**Selected extract:**
========================================
Eforie (/ro/; historical names (for Eforie Sud): Băile Movilă, Carmen-Sylva, Vasile Roaită) is a town and a holiday resort on the Black Sea shore, in Constanța County, Northern Dobruja, Romania. It is located about 14 km south of Constanța. Techirghiol Lake lies nearby.

== History ==

Eforie Sud, the southern part of the town, was founded by the aristocrat Ion Movilă in 1899, when he erected a hotel named Băile Movilă (Movilă Spa). In 1928, the spa was renamed Carmen-Sylva, after the pen name of Queen Elisabeth of Romania. In 1950, after the establishment of the Communist regime, the name of the city was changed again to Vasile Roaită to honor a railway worker shot dead during the Grivița strike of 1933. In 1962, the city was renamed yet again to Eforie Sud.

In 1966, the city of Eforie was created by merging Eforie Sud with the northern resort Eforie Nord. Formally, the city is composed of Eforie Sud, the administrative centre, and Eforie Nord, a dependent village. Many other hotels were built here over the years, most of them during the communist regime.

== Education ==
"Carmen Sylva" High School is the city's only high school (located in Eforie Sud, which also has a general school, while another general school is located in Eforie Nord).

== Sports ==
Besides many summer sports, as beach football, there is a football club named CS Eforie, playing in Liga III.
========================================
**Material supplied:**

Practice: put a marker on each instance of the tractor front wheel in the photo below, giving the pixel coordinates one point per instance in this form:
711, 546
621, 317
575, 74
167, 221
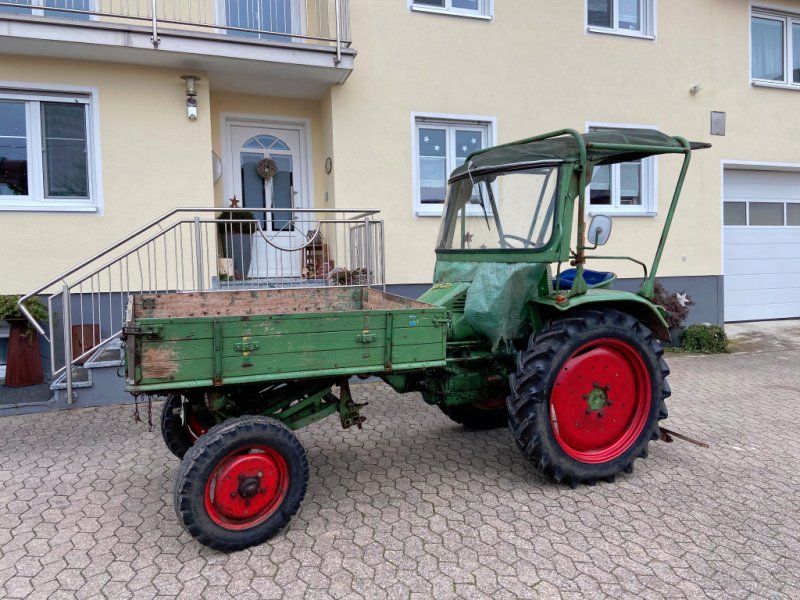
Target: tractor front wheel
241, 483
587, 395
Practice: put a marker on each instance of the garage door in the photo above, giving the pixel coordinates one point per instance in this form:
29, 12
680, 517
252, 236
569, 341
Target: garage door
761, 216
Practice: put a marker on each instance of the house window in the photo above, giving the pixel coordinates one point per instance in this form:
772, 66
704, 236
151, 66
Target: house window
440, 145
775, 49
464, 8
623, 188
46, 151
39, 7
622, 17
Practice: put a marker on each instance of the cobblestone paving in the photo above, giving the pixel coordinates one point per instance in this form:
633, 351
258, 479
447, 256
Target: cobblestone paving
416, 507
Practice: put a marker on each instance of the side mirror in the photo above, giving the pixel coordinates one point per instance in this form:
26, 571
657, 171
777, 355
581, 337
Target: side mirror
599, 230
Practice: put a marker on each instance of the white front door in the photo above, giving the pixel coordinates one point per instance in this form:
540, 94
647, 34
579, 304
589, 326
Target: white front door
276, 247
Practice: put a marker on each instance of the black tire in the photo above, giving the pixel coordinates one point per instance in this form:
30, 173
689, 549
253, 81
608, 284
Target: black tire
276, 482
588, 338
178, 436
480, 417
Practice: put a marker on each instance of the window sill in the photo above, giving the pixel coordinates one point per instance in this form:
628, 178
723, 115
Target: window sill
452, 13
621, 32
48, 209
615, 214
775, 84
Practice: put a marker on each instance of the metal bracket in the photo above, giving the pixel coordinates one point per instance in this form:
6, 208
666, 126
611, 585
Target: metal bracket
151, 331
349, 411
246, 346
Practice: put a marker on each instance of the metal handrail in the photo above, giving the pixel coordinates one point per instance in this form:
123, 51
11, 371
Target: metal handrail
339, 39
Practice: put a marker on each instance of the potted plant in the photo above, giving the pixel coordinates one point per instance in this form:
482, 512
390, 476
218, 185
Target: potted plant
========================================
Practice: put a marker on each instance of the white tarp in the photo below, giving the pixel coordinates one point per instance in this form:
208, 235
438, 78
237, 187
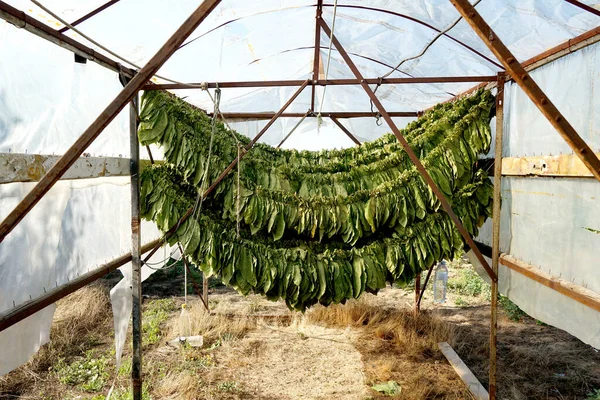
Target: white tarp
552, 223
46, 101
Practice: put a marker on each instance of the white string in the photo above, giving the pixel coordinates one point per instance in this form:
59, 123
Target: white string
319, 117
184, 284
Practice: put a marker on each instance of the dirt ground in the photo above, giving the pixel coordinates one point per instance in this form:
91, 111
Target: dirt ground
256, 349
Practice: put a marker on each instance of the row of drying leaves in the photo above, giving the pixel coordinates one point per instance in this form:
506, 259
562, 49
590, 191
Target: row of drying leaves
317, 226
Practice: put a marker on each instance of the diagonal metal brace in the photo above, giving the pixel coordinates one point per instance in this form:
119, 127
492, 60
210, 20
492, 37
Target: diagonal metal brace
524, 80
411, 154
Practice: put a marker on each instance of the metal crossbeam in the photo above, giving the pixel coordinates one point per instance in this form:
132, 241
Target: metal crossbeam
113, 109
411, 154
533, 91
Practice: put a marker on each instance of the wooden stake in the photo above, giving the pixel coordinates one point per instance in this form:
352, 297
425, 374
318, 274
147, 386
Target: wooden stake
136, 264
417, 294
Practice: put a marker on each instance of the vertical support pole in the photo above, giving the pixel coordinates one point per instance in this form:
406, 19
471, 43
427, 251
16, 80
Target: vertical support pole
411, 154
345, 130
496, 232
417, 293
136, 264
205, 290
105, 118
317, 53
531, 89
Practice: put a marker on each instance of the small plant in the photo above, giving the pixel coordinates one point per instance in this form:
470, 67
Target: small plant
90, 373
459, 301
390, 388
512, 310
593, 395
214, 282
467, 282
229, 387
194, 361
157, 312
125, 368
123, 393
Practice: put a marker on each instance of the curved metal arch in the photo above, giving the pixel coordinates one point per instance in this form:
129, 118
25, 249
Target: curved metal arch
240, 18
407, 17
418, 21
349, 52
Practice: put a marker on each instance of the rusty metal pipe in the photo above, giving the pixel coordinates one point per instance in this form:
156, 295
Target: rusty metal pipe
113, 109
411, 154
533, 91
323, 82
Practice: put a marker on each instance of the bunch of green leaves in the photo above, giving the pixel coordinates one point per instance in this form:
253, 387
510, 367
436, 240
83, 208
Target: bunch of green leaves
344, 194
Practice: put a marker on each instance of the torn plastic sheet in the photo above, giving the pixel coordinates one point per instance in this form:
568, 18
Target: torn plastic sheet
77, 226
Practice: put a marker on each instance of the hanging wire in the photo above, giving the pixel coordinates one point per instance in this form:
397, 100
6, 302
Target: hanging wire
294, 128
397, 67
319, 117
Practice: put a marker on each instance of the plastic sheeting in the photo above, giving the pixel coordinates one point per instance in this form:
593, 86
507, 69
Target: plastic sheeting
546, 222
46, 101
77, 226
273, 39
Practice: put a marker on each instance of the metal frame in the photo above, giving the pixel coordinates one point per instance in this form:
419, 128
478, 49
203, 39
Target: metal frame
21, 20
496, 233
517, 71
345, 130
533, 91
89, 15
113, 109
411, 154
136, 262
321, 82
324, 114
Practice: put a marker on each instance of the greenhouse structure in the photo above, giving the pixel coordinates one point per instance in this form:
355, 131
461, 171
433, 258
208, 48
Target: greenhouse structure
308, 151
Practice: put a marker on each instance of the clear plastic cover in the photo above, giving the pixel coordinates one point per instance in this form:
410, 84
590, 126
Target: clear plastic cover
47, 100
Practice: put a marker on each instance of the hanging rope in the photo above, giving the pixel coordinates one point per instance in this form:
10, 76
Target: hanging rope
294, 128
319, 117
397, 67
========================================
**Study questions:**
**1.** Return the passage from the Eforie text word for word, starting with "In 1966, the" and going on through "the communist regime.".
**2.** Answer these questions using the Eforie text:
(a) Who founded Eforie Sud, and in what year?
(b) In what year was Eforie Sud merged with Eforie Nord to create the city of Eforie?
(c) In which league does CS Eforie play?

**Per-task outputs:**
**1.**
In 1966, the city of Eforie was created by merging Eforie Sud with the northern resort Eforie Nord. Formally, the city is composed of Eforie Sud, the administrative centre, and Eforie Nord, a dependent village. Many other hotels were built here over the years, most of them during the communist regime.

**2.**
(a) The aristocrat Ion Movilă, in 1899.
(b) 1966.
(c) Liga III.